— INFORMATION GIVEN —
● ● ●

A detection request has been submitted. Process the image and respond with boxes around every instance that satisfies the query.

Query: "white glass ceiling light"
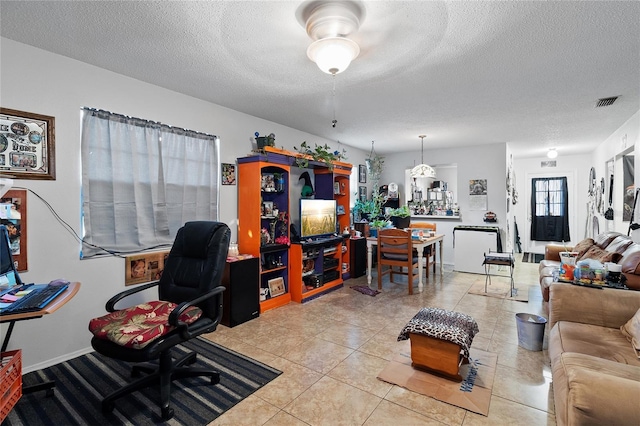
[411,135,436,178]
[307,37,360,74]
[297,0,364,75]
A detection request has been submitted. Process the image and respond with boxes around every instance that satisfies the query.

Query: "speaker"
[220,257,260,327]
[349,238,367,278]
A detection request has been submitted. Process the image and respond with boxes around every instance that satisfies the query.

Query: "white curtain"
[81,108,220,258]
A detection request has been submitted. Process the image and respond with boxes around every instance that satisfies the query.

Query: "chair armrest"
[169,286,226,339]
[549,283,640,329]
[544,244,573,262]
[105,281,160,312]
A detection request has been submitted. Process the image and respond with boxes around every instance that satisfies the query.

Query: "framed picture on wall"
[0,189,28,272]
[222,163,236,185]
[0,107,56,180]
[267,277,285,297]
[358,186,367,201]
[358,164,367,183]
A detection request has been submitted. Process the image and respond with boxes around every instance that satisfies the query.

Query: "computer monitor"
[0,225,22,290]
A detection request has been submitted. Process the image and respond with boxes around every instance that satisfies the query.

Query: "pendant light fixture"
[411,135,436,178]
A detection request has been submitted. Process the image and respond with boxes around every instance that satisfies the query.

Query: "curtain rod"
[82,107,218,139]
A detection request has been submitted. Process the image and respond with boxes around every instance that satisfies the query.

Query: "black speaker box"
[221,257,260,327]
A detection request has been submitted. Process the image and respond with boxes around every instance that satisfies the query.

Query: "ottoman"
[398,308,479,382]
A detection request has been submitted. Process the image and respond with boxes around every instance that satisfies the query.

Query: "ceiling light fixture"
[298,1,364,75]
[411,135,436,178]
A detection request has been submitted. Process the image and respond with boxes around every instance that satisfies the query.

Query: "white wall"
[0,38,365,371]
[380,143,507,265]
[592,111,640,241]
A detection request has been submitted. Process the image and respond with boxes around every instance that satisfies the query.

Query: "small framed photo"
[358,164,367,183]
[222,163,236,185]
[0,107,56,180]
[262,201,273,217]
[358,186,367,201]
[262,173,276,192]
[267,277,285,297]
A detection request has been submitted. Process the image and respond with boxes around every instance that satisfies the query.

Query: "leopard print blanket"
[398,308,480,358]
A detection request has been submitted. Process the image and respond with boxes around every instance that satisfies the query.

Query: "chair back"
[378,228,413,264]
[158,221,231,319]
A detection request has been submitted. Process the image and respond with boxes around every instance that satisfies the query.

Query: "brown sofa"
[539,232,640,302]
[548,282,640,425]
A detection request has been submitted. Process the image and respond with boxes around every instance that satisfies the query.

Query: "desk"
[0,282,80,394]
[367,234,444,291]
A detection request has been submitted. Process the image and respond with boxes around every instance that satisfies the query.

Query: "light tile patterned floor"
[207,255,555,426]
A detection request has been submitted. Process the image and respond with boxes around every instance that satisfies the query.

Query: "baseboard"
[22,346,93,374]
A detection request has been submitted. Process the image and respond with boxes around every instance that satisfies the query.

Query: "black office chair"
[89,221,230,420]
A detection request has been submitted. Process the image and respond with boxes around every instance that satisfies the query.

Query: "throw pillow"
[578,246,622,264]
[620,309,640,358]
[573,238,596,259]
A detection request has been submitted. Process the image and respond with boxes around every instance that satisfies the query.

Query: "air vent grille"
[596,96,618,108]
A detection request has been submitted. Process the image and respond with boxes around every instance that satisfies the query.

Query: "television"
[300,198,337,239]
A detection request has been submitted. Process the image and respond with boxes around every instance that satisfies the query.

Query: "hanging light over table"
[411,135,436,178]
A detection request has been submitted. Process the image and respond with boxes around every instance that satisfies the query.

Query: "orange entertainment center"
[237,147,352,312]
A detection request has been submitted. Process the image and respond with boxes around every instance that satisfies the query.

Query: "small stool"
[398,308,479,382]
[482,250,518,297]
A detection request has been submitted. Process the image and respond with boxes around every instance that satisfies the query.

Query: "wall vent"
[596,96,618,108]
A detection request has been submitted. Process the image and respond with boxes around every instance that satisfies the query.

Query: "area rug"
[378,340,498,416]
[2,338,282,426]
[351,285,380,297]
[522,251,544,263]
[468,276,529,302]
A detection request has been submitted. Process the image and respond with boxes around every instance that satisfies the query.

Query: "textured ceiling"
[0,0,640,157]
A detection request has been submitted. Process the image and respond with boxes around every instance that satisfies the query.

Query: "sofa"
[548,282,640,425]
[538,231,640,302]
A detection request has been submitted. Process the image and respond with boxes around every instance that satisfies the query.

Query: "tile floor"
[208,259,555,426]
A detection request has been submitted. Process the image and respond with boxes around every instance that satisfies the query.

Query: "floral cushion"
[89,301,202,349]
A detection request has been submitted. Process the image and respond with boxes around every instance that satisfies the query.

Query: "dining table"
[367,234,444,291]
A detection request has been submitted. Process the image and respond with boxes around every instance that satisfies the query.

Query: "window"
[81,108,220,258]
[531,177,570,241]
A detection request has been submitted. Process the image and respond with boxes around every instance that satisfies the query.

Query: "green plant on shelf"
[293,141,347,170]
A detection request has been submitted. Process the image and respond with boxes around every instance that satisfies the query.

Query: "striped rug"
[522,251,544,263]
[2,338,282,426]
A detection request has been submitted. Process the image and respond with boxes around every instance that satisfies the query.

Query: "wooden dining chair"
[409,222,436,278]
[378,228,422,294]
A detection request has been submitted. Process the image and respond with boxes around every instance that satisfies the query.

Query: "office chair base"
[102,350,220,420]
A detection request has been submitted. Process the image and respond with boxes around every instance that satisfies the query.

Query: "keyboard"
[2,284,69,314]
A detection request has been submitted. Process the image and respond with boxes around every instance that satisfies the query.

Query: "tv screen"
[300,198,337,238]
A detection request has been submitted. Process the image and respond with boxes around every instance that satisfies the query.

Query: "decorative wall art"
[358,164,367,183]
[124,250,169,286]
[0,189,27,272]
[0,108,56,180]
[222,163,236,185]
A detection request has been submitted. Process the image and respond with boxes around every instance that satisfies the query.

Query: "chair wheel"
[102,401,116,413]
[162,407,174,420]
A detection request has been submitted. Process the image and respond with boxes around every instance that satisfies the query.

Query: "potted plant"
[369,219,391,237]
[293,141,347,170]
[389,205,411,229]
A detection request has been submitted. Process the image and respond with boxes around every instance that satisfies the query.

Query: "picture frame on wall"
[222,163,236,185]
[0,107,56,180]
[358,164,367,183]
[267,277,285,297]
[0,189,28,272]
[358,186,367,201]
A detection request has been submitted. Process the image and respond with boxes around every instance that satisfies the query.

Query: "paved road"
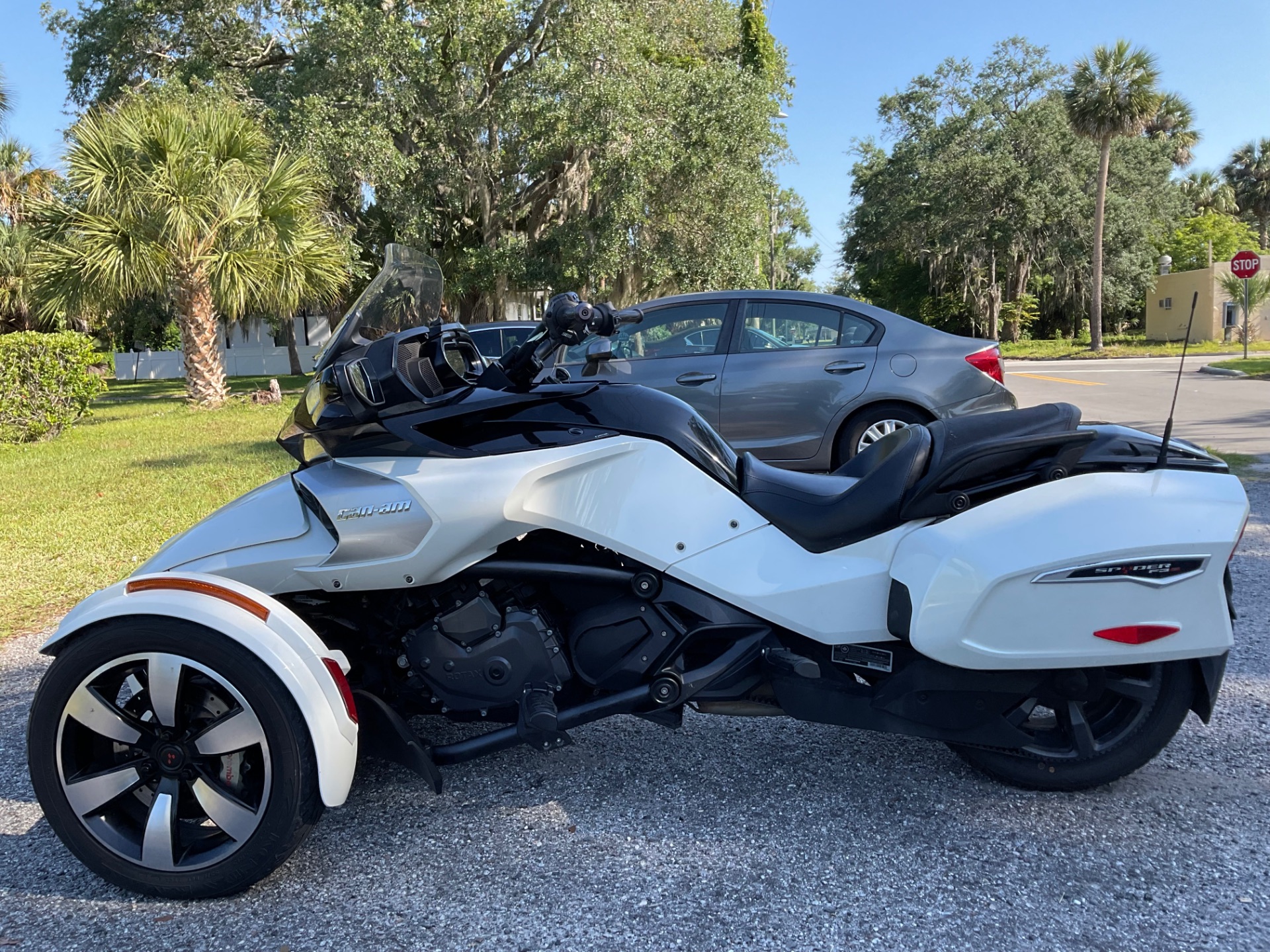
[0,487,1270,952]
[1006,357,1270,456]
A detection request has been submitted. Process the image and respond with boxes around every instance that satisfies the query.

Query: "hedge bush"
[0,331,105,443]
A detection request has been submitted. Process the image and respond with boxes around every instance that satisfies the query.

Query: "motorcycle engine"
[405,592,569,711]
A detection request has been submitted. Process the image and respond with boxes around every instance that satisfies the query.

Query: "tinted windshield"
[315,245,443,371]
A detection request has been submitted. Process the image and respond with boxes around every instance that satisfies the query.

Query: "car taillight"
[965,346,1006,383]
[321,658,357,723]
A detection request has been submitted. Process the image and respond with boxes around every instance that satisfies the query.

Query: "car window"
[838,313,878,346]
[563,301,728,363]
[468,327,503,359]
[739,301,843,352]
[503,327,534,352]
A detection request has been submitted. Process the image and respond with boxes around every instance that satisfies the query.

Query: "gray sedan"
[476,291,1015,469]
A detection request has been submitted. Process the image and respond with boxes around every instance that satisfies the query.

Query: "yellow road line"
[1007,371,1106,387]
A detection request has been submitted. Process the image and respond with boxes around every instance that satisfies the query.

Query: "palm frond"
[1063,40,1162,139]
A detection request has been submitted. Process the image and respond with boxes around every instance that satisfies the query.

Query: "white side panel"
[135,475,315,574]
[40,573,357,806]
[668,522,922,645]
[892,469,1248,669]
[322,436,766,590]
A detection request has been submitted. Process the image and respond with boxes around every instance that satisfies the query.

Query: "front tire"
[949,661,1195,791]
[26,615,323,898]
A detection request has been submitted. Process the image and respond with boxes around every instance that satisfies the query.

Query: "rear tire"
[835,403,931,466]
[26,615,323,898]
[949,661,1195,791]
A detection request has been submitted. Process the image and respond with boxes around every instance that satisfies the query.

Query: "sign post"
[1230,251,1261,360]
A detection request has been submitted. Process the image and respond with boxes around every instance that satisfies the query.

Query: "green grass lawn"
[1212,355,1270,379]
[99,373,309,401]
[0,396,294,637]
[1001,334,1270,360]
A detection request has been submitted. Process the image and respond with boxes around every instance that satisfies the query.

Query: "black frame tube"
[432,684,652,767]
[462,559,635,585]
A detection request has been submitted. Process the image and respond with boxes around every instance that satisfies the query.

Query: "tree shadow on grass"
[136,439,280,469]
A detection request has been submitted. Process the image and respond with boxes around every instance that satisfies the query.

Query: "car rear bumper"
[935,386,1019,420]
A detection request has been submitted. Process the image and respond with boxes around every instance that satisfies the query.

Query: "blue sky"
[0,0,1270,280]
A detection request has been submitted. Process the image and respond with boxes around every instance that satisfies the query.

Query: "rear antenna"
[1156,291,1199,469]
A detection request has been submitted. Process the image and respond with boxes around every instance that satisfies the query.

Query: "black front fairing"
[278,382,737,490]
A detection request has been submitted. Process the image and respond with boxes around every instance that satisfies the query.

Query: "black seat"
[903,404,1095,519]
[737,426,931,552]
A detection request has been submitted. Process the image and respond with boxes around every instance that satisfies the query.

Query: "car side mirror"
[587,338,613,363]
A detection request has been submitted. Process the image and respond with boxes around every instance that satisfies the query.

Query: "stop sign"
[1230,251,1261,278]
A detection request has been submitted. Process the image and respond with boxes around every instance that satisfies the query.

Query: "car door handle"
[675,371,718,387]
[824,360,868,373]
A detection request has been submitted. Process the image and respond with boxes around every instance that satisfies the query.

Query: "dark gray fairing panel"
[294,461,432,567]
[1073,422,1230,472]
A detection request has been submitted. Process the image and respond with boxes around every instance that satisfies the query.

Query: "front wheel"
[26,615,323,898]
[949,661,1194,791]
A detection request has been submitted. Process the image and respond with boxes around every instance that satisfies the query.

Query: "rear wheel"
[837,404,929,466]
[949,661,1194,789]
[26,617,323,898]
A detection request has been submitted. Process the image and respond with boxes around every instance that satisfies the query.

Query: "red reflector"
[1226,516,1248,565]
[123,578,269,622]
[965,346,1006,383]
[321,658,357,723]
[1093,625,1181,645]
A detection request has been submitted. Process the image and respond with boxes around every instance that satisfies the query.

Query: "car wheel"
[26,617,323,898]
[837,404,929,466]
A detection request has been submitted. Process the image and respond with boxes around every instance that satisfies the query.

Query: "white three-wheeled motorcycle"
[29,245,1248,897]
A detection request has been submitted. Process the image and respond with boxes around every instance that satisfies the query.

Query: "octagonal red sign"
[1230,251,1261,278]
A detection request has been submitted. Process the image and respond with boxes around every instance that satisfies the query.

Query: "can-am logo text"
[335,500,410,520]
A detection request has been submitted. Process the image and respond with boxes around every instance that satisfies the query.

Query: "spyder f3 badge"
[335,499,410,522]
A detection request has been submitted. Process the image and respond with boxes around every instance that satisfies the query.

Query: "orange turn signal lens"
[124,575,269,622]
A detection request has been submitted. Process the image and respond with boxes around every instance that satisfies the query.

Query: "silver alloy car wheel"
[856,420,908,453]
[56,653,272,871]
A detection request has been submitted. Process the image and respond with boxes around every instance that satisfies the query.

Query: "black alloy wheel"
[950,661,1194,789]
[28,617,321,898]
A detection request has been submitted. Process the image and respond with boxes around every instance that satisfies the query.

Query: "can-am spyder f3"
[29,245,1247,897]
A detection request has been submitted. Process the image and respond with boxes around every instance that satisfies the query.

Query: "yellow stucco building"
[1147,255,1270,342]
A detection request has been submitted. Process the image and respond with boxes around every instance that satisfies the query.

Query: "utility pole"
[767,182,776,291]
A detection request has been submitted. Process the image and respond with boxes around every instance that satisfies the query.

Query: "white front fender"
[40,573,357,806]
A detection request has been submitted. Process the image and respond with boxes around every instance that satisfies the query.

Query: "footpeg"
[353,688,441,793]
[763,647,820,679]
[516,687,573,750]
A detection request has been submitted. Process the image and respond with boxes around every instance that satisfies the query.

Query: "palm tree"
[32,90,347,406]
[1179,171,1240,214]
[0,221,33,334]
[1143,93,1199,169]
[0,138,57,225]
[1063,40,1164,350]
[1222,138,1270,250]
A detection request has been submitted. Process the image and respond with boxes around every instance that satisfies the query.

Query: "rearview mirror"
[587,338,613,363]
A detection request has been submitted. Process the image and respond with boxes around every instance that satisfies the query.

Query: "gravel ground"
[0,483,1270,952]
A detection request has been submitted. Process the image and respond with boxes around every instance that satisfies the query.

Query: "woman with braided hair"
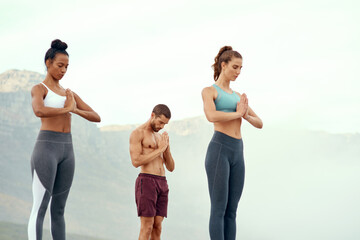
[28,39,100,240]
[202,46,263,240]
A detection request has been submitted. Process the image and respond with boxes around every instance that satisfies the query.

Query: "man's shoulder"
[130,127,144,138]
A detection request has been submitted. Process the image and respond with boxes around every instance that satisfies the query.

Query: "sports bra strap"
[41,82,50,90]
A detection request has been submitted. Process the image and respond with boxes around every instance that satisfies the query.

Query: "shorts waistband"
[139,173,166,180]
[211,131,243,149]
[37,130,72,143]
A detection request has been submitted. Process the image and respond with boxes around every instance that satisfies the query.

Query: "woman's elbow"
[34,109,44,118]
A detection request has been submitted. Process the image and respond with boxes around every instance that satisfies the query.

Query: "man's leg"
[139,217,154,240]
[151,216,164,240]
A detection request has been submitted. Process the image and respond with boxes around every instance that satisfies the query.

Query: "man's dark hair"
[153,104,171,119]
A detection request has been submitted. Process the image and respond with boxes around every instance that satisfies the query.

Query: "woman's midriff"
[214,118,242,139]
[40,113,71,133]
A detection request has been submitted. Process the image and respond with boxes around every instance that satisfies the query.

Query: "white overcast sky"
[0,0,360,133]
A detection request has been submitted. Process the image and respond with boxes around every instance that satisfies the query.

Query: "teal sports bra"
[213,84,240,112]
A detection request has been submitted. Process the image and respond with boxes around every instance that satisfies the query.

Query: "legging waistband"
[139,173,166,180]
[37,130,72,143]
[211,131,243,150]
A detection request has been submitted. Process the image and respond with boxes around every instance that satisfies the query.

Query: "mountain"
[0,70,360,240]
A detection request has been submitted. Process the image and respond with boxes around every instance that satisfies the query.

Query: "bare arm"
[72,92,101,122]
[163,132,175,172]
[244,107,263,129]
[130,129,167,168]
[202,87,247,122]
[31,85,75,118]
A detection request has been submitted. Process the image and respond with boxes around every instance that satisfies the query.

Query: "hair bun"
[51,39,67,51]
[219,46,232,57]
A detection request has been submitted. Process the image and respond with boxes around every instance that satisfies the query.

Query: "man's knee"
[153,222,162,233]
[141,219,154,235]
[141,224,153,236]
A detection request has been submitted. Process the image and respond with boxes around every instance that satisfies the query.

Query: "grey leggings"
[28,130,75,240]
[205,131,245,240]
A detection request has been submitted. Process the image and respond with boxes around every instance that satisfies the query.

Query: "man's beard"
[150,123,160,132]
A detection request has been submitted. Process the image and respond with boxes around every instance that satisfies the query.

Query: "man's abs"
[141,157,165,176]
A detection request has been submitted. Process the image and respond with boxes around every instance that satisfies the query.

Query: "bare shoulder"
[234,91,241,97]
[201,86,216,97]
[130,126,144,140]
[31,83,46,96]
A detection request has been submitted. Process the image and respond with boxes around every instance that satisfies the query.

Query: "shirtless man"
[130,104,175,240]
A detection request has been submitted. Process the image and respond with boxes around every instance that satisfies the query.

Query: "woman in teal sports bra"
[202,46,263,240]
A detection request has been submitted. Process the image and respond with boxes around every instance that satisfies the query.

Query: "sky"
[0,0,360,133]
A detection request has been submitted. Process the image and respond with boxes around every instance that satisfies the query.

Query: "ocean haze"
[0,70,360,240]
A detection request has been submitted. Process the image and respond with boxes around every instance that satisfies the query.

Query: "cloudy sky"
[0,0,360,133]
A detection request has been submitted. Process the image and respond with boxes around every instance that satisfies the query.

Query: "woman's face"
[221,57,242,81]
[46,53,69,80]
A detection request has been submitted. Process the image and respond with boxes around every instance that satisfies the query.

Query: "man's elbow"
[168,166,175,172]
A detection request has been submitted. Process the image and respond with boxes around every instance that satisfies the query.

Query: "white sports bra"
[41,83,66,108]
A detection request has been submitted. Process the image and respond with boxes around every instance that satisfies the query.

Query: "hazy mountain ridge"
[0,71,360,240]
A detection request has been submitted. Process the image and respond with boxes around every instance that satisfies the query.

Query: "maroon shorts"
[135,173,169,217]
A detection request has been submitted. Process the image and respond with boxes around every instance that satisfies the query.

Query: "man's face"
[150,113,169,132]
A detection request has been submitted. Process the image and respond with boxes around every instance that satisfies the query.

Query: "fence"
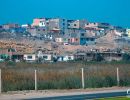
[0,66,130,92]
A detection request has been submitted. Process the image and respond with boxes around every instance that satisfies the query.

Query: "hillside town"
[0,18,130,62]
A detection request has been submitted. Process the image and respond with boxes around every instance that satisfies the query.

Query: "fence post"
[35,70,37,91]
[117,67,120,86]
[0,69,2,93]
[81,68,85,89]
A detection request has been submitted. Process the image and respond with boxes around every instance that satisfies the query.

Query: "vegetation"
[97,97,130,100]
[0,61,130,92]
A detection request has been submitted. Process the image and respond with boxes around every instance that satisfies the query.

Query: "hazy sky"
[0,0,130,28]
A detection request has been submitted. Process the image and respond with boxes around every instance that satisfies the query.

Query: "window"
[27,56,32,59]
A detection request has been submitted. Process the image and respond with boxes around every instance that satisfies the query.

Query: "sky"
[0,0,130,28]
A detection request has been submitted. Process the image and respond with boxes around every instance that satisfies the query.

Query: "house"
[57,54,74,62]
[67,20,87,29]
[12,52,24,62]
[63,55,74,61]
[126,29,130,38]
[3,23,20,30]
[36,50,53,62]
[32,18,46,27]
[23,54,37,62]
[27,27,46,36]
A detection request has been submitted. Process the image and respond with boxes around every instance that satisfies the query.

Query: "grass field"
[0,62,130,92]
[97,97,130,100]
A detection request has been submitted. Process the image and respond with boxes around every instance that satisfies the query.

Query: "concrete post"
[81,68,85,89]
[35,70,37,91]
[0,69,2,93]
[117,67,120,86]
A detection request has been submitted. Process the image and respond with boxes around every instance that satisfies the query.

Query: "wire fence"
[0,66,130,92]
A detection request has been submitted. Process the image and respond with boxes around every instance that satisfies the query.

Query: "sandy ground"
[0,87,130,100]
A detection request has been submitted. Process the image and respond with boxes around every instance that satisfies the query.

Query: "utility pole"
[81,68,85,89]
[0,69,2,94]
[117,67,120,86]
[35,70,37,91]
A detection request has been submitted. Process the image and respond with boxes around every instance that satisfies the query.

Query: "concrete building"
[32,18,46,27]
[3,23,20,30]
[85,22,98,30]
[27,27,47,36]
[126,29,130,37]
[23,54,36,62]
[67,20,87,29]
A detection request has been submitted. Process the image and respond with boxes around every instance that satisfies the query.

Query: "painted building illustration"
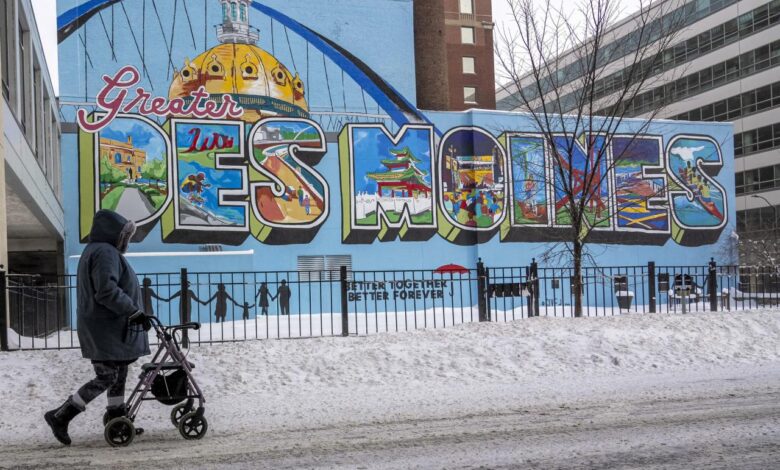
[168,0,308,122]
[100,137,146,180]
[58,0,734,282]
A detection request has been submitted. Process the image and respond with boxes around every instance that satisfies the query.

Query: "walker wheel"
[171,400,192,428]
[103,416,135,447]
[179,411,209,440]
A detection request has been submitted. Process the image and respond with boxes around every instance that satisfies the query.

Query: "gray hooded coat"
[77,210,149,361]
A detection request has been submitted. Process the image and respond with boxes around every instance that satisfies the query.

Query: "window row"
[737,206,780,233]
[496,0,739,108]
[734,123,780,157]
[0,0,60,197]
[596,40,780,116]
[460,0,474,15]
[584,0,780,112]
[460,26,476,44]
[674,82,780,121]
[463,86,477,104]
[736,165,780,194]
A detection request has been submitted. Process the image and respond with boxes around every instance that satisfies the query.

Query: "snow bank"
[0,311,780,443]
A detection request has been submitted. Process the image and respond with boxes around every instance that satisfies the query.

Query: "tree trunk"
[571,241,582,317]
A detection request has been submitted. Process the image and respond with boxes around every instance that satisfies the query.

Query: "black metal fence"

● ● ●

Rewrite the listing from its start through the line with "[297,0,364,75]", replacing "ceiling light" with "overhead lamp" and changing nothing else. Leave the pictures out of your answer.

A detection request has been submitted. Process the image and respond with boxes around every instance that satisfies the query.

Query: "white glass overhead lamp"
[411,135,436,178]
[307,37,360,74]
[297,0,364,75]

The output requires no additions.